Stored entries
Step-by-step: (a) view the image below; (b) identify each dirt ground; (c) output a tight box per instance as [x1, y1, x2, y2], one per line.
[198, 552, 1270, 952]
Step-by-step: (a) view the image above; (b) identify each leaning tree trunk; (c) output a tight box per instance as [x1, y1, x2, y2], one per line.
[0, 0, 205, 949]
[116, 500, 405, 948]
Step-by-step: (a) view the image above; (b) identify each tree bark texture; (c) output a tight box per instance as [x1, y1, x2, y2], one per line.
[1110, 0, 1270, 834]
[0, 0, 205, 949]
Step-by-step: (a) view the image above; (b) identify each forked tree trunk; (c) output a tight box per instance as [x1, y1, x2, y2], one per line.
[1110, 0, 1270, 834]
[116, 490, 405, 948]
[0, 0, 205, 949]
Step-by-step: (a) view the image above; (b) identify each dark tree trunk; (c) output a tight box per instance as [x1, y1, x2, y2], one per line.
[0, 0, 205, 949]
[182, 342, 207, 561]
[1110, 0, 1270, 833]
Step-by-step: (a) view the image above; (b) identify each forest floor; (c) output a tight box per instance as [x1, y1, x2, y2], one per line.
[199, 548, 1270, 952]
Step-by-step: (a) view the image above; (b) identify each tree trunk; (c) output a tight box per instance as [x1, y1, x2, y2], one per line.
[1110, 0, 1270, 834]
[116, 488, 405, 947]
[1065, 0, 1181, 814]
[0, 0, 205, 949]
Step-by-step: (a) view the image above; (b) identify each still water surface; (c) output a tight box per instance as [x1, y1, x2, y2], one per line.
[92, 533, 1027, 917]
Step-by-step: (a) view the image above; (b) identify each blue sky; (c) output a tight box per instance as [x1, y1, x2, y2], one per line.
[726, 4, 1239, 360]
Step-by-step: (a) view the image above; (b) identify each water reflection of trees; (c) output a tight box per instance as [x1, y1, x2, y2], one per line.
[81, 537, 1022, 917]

* **INSTRUCTIONS FOR THE TASK**:
Duplicate all the rows above line for line, changing nothing.

* **EXERCISE SOLUTION**:
Step-by-step: (a) view the image below; (b) identify each dirt ground; (c) output a tight box per instance as [x1, y1, x2, y2], one per line.
[198, 552, 1270, 952]
Step-by-step: (a) view the image above; (b) identify each leaning tree trunk; (c) output a tight box per instance as [x1, y1, x2, y2], one per line.
[0, 0, 205, 949]
[116, 500, 405, 948]
Step-by-step: (a) view the image above; (b) identify each tree bark texture; (c) output a tight box per instance as [x1, y1, x2, y2], one per line.
[1110, 0, 1270, 834]
[0, 0, 205, 949]
Step-by-step: (a) view the image above; (b) identify each forked tree trunk; (c) output a tight box per instance as [x1, y1, x2, y2], one per line.
[1110, 0, 1270, 834]
[116, 490, 405, 948]
[0, 0, 205, 949]
Step-by-step: (a) view the image above; (b) identify each dark tree trunk; (c) output a tight box per instance as [x1, y1, x2, y2], one per line.
[0, 0, 205, 949]
[182, 342, 207, 561]
[1110, 0, 1270, 833]
Step-by-step: (a) view the image above; (b) identify each forest floor; (c) output a tight box per instance as [x1, y1, x2, y2], one per line.
[199, 548, 1270, 952]
Step-by-step: (a) view the image above; (b) identify each tree trunk; (c) output a tight box per instance as [x1, y1, x2, y2], one per line.
[1110, 0, 1270, 834]
[116, 488, 405, 947]
[1065, 0, 1181, 814]
[0, 0, 205, 949]
Step-by-step: (a) view the image above; (b) identify each still water surface; (c) output a tight box per instance as [x1, y1, x2, y2], one per line.
[92, 533, 1027, 917]
Step-by-step: (a) view the image above; (b) identify each blue sky; (c) output a tight box per instance as [x1, y1, x2, y2], one per line.
[726, 4, 1239, 360]
Step-by-step: (a) view the image above; (b) identify each water reflection of trees; (c) output a tight box per instance as [x1, y1, x2, y2], one per line.
[81, 537, 1022, 917]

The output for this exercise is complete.